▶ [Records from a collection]
• • • • • • •

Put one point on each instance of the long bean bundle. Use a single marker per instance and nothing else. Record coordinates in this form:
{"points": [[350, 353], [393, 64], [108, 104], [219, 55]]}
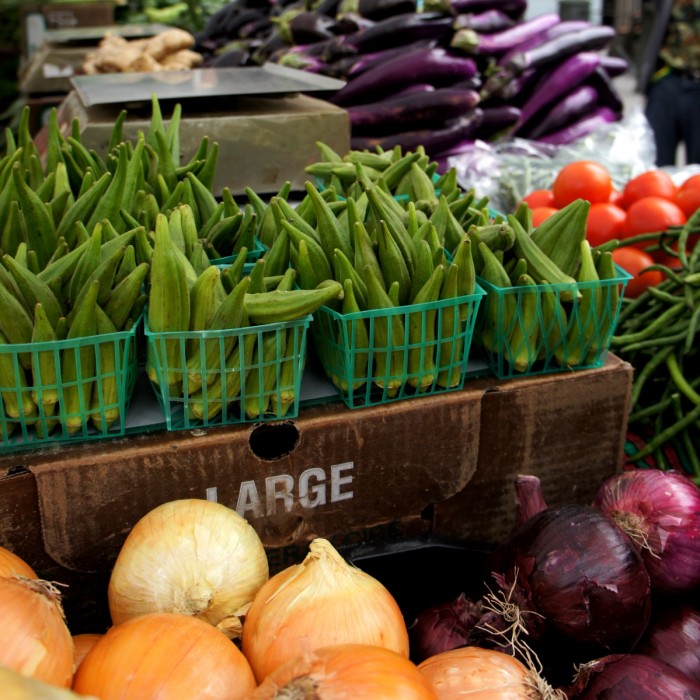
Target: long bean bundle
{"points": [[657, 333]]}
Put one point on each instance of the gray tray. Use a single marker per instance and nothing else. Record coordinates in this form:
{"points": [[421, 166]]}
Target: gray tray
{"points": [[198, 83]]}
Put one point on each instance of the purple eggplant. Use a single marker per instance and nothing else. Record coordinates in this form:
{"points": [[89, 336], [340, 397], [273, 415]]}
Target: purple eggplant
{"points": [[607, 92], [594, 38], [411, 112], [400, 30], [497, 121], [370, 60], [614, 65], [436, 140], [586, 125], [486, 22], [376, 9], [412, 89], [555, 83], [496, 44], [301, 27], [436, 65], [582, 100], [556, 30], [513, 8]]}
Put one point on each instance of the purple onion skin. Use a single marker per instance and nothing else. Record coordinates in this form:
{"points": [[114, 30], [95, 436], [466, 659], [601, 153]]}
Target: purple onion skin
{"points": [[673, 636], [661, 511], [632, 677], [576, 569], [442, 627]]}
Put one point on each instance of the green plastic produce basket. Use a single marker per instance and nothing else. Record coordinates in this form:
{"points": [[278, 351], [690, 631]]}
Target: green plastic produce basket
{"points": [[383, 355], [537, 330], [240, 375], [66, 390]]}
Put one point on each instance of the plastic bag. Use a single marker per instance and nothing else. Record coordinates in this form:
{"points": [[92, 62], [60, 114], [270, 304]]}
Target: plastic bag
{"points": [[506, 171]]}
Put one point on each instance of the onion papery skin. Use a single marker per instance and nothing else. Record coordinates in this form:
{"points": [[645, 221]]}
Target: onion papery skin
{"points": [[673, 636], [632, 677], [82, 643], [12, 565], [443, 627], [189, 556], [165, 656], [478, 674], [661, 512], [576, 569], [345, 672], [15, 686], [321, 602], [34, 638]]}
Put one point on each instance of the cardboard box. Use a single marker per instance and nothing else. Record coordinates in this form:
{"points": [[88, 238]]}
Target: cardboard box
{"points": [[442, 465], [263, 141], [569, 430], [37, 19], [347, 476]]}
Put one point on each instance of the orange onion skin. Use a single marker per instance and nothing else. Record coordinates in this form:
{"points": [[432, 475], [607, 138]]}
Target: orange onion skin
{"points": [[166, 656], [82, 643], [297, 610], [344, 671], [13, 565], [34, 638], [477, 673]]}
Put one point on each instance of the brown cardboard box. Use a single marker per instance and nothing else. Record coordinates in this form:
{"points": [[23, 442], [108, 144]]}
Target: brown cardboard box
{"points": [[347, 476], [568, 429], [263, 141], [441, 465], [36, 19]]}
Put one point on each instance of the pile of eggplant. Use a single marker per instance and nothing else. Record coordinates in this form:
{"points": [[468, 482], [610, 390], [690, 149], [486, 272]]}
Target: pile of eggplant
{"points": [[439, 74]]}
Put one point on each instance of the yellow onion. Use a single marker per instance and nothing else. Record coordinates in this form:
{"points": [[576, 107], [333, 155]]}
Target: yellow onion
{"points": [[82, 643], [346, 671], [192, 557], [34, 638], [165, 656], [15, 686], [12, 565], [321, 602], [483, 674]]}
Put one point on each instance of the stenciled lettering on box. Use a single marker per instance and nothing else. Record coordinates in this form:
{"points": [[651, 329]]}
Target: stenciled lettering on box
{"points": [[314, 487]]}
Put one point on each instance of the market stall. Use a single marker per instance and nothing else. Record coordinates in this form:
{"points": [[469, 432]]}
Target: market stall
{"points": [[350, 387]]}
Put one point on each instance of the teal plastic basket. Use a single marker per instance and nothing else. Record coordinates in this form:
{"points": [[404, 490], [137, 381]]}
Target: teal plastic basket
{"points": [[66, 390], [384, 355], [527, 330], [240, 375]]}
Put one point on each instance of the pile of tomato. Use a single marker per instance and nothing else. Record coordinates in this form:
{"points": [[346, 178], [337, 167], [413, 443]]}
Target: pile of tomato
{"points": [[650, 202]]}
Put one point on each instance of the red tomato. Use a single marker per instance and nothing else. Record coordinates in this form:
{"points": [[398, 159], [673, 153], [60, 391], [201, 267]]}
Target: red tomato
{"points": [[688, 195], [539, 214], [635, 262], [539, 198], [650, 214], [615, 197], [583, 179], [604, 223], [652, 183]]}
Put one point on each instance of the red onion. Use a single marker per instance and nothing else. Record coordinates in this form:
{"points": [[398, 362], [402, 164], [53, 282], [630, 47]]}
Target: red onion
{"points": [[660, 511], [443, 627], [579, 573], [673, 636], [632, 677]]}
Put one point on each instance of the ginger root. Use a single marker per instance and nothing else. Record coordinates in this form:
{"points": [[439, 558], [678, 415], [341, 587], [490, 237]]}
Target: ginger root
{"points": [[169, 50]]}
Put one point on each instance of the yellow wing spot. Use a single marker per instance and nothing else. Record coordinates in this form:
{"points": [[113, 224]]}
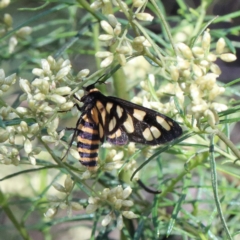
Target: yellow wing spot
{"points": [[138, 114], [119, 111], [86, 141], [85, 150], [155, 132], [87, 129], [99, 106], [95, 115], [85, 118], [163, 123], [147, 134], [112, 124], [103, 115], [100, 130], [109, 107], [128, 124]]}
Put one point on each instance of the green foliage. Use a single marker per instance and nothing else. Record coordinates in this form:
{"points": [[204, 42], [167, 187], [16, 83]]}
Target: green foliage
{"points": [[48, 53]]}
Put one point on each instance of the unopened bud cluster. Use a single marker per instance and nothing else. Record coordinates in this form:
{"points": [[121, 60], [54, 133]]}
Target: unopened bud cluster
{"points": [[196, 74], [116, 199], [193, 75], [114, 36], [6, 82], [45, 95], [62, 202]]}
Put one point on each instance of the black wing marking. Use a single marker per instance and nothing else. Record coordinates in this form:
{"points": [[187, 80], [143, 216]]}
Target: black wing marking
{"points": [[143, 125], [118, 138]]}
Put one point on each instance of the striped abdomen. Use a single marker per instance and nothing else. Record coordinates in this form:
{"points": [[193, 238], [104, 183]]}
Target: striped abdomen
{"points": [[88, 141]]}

• • • • • • •

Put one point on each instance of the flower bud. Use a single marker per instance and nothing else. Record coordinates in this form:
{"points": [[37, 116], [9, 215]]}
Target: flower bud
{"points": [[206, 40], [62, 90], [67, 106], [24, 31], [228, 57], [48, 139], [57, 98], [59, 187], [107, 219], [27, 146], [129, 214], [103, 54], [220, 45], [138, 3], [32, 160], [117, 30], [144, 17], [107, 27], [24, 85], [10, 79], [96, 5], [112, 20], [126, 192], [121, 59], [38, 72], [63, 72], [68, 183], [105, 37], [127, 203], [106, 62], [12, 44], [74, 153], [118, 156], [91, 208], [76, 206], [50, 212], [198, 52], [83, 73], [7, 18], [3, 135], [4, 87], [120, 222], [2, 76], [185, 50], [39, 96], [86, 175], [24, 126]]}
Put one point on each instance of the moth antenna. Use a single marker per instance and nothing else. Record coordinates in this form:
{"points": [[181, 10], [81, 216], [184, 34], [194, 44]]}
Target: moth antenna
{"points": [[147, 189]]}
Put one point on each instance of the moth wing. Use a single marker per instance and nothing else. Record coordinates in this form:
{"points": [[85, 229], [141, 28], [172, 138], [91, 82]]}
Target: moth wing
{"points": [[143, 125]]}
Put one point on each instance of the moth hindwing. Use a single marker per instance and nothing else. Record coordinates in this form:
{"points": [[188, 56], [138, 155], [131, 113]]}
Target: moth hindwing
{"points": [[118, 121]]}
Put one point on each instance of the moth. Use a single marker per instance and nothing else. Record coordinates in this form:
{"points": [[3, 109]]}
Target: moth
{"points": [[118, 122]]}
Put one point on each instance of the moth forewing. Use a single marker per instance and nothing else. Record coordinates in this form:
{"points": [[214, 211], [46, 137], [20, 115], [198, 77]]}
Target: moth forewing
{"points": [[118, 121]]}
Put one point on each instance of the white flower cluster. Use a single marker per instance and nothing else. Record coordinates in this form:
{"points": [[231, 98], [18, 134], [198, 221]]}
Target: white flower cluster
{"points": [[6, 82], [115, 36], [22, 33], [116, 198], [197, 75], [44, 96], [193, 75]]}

• • • • • • •

▶ [GIVEN REQUEST]
Can you filter the data above down to the lines that contain the string "tomato", copying every such line in full? Case counts.

▶ [TASK SOLUTION]
Put one point on each instance of the pile of tomato. Use a single marker per instance and nothing else. Record coordinates in this form:
Target: pile of tomato
Put one point on each instance of the red tomato. Use a single marker per instance and nothing else. Record coordinates in this form:
Target: red tomato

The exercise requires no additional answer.